▶ Vorliegender Auszug
Sonne, Karneval und hohe Wellen

Der Südostwind der letzten Tage bescherte uns schönes und sonniges, wenn auch etwas diesiges Wetter. Bis zum Abend ist T-shirt angesagt, die Strände – sowohl vor der Ankerbucht, als auch Las Canteras auf der Nordseite – sind gut besucht. Das haben wir letztes Jahr kaum so erlebt, und schon gar nicht im Februar. Einziger Nachteil sind die Wellen, die bei kräftigem Wind in die Bucht reinstehen und die Dinghyfahrt in den Hafen spannend gestalten. Aber Rolf hat es meistens super im Griff und wir kommen zwar langsam aber fast trocken ans Dinghydock. Ganz anders sieht es am Nordstrand aus, da steht richtig Schwell! Der kommt weit aus dem Norden, von den mächtigen Tiefdruckgebieten über den Azoren oder dem Nordmeer, und bereitet den Wellenreitern hier schöne Tage. Dafür werden die Badegäste über Lautsprecher auf spanisch und englisch gewarnt, nicht zu weit rauszuschwimmen und Kinder nicht unbeaufsichtigt ins Wasser gehen zu lassen. Haben wir so auch noch nicht erlebt – aber der Atlantik ist manchmal unberechenbar und jedes Jahr ertrinken hier auf den Inseln Touristen, die die Strömungen und Wellen unterschätzen. 

Volle Strände… 
Fahrt zum Dinghydock- noch ohne Welle

Der Karneval ist mittlerweile in vollem Gang, gestern war Straßenparty in der Altstadt. Die Busse gefüllt mit Jecken, vor allem Männer in Frauenkleidern sin ganz groß in Mode – und nicht halbherzig! Wenn dann richtig, mit hohen Absätzen und allem was dazugehört. Letztes Jahr wurde ein Wettbewerb im Fersehen übertragen, bei dem ein Hindernislauf in diesen Kostümen bewältigt werden musste, sehr zur Belustigung der Zuschauer. Die Kanarier feiern jedenfalls gern und laut und sind richtig ausgelassen. Aber klar – welcher Jäck in Deutschland würde sich nicht über solch tolles Faschingswetter freuen?

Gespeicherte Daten

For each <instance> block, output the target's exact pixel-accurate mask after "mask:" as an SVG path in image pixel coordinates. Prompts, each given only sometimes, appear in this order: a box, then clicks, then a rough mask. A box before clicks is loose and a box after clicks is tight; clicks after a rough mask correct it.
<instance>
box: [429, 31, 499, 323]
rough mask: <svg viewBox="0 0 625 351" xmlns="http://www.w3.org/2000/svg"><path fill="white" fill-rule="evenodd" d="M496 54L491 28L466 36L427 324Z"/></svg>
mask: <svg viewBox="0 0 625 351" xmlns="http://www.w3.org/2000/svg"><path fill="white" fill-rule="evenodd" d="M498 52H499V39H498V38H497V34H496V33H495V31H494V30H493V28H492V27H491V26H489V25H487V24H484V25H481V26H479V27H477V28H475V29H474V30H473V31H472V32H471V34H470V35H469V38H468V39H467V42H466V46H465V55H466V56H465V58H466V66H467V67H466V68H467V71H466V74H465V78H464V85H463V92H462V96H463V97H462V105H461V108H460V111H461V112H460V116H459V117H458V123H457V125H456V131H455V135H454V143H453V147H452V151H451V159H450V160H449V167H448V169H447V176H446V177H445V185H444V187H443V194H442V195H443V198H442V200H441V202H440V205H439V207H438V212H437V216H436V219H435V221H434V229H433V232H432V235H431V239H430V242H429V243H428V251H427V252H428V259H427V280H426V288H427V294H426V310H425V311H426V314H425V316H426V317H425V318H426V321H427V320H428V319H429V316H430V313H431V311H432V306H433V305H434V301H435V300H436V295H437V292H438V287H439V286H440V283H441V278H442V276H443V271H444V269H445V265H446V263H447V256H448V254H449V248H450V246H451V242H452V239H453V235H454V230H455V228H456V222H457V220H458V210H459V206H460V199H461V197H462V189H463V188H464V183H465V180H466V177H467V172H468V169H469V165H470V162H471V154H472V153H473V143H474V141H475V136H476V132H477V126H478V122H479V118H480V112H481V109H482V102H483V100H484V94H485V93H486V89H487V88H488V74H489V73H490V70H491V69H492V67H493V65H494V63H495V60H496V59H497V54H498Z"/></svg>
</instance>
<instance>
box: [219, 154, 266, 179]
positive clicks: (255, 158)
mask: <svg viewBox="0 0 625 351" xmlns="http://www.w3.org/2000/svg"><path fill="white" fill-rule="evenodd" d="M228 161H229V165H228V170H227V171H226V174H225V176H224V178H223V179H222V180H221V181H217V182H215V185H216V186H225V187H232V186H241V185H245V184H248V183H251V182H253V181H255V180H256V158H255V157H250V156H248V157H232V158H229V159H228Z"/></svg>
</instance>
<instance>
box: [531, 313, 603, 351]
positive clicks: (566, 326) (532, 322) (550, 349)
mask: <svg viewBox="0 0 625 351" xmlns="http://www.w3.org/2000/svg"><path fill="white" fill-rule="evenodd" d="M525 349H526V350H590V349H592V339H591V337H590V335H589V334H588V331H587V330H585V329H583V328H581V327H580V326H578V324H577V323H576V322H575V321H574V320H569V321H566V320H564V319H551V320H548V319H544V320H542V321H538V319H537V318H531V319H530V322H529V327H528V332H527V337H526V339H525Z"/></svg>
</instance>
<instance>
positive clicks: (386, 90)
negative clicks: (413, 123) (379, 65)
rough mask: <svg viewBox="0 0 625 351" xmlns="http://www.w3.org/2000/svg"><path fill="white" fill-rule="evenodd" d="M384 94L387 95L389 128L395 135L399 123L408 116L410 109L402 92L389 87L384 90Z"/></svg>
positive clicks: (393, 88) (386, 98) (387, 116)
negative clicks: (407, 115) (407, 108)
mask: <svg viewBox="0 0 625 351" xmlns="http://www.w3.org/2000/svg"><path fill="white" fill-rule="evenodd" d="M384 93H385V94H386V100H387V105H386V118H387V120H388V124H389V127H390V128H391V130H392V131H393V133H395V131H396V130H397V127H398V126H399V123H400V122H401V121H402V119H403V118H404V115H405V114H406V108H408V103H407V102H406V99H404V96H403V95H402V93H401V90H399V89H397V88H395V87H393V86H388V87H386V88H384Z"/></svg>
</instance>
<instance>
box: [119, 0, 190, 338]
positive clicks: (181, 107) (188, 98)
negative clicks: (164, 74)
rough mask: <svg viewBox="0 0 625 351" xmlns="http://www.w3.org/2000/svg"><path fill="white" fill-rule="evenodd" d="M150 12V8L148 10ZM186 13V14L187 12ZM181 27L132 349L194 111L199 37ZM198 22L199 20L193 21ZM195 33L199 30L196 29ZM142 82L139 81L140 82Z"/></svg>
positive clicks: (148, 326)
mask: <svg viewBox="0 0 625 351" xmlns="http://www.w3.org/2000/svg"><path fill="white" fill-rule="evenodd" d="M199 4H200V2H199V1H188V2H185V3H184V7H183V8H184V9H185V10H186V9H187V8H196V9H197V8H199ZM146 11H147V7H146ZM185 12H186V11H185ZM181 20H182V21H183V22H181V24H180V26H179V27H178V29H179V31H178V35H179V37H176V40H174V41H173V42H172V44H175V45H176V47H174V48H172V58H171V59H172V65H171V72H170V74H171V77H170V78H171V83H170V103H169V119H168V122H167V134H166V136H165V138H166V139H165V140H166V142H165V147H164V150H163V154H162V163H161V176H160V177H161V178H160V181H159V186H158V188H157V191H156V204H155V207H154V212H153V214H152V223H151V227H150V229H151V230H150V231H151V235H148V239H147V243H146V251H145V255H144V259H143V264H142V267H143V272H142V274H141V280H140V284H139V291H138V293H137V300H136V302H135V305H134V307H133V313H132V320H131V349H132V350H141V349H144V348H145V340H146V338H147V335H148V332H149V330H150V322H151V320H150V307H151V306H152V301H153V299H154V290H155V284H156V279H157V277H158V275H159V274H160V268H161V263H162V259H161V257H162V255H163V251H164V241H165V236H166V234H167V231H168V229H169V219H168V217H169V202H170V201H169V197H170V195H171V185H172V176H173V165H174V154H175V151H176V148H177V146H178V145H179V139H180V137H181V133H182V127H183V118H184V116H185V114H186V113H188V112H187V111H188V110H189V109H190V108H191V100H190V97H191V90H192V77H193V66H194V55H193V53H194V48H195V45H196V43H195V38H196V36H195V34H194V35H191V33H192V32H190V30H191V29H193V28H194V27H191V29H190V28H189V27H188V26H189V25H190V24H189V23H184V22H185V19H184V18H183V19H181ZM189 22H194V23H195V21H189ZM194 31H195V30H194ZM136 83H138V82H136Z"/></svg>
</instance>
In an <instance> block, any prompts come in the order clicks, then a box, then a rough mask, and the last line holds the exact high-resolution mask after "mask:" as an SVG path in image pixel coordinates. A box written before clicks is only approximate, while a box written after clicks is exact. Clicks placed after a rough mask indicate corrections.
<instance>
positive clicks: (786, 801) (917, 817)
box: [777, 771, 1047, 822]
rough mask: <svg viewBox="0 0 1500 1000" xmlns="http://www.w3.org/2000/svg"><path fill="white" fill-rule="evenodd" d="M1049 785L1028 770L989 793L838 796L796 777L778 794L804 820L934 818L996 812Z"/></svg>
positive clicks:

▶ Aufgaben
[1] Kannst du aus dem Text über Sonne, Karneval und hohe Wellen den Abschnitt abdrucken, der mit „Der Karneval ist“ beginnt und sich bis einschließlich „tolles Faschingswetter freuen?“ erstreckt, und zwar Wort für Wort?
[2] Wie geht der Text über Sonne, Karneval und hohe Wellen weiter? Führe ihn im Anschluss an seinen letzten Satz fort.

▶ Lösungen
[1]
Der Karneval ist mittlerweile in vollem Gang, gestern war Straßenparty in der Altstadt. Die Busse gefüllt mit Jecken, vor allem Männer in Frauenkleidern sin ganz groß in Mode – und nicht halbherzig! Wenn dann richtig, mit hohen Absätzen und allem was dazugehört. Letztes Jahr wurde ein Wettbewerb im Fersehen übertragen, bei dem ein Hindernislauf in diesen Kostümen bewältigt werden musste, sehr zur Belustigung der Zuschauer. Die Kanarier feiern jedenfalls gern und laut und sind richtig ausgelassen. Aber klar – welcher Jäck in Deutschland würde sich nicht über solch tolles Faschingswetter freuen?

[2]
Wir kämpfen derweil mit unserer Frischwasserpumpe, die vielleicht auch Fasnet hat und deshalb schon seit Tagen rumzickt und ständig entlüftet werden will. Auf den Verdacht hin, dass der Filter vor der Pumpe irgenwo Luft zieht, hat sie schon ein neues Filtergehäuse spendiert bekommen – aber die Sympthome sind immer noch nicht weg. Langsam gehen uns die Ideen aus. Auch mit dem Wassermacher kommen wir noch nicht so recht weiter, manchmal ist unsere Piccolina doch zu klein und wir wissen nicht wohin mit den ganzen Filtern und Pumpen….Im Boot ist wieder das ganz normale Schrauberchaos ausgebrochen, wir haben kaum noch Platz zu sitzen und zum Essen. Wird das irgendwann mal besser? Ich hoffe immer noch darauf!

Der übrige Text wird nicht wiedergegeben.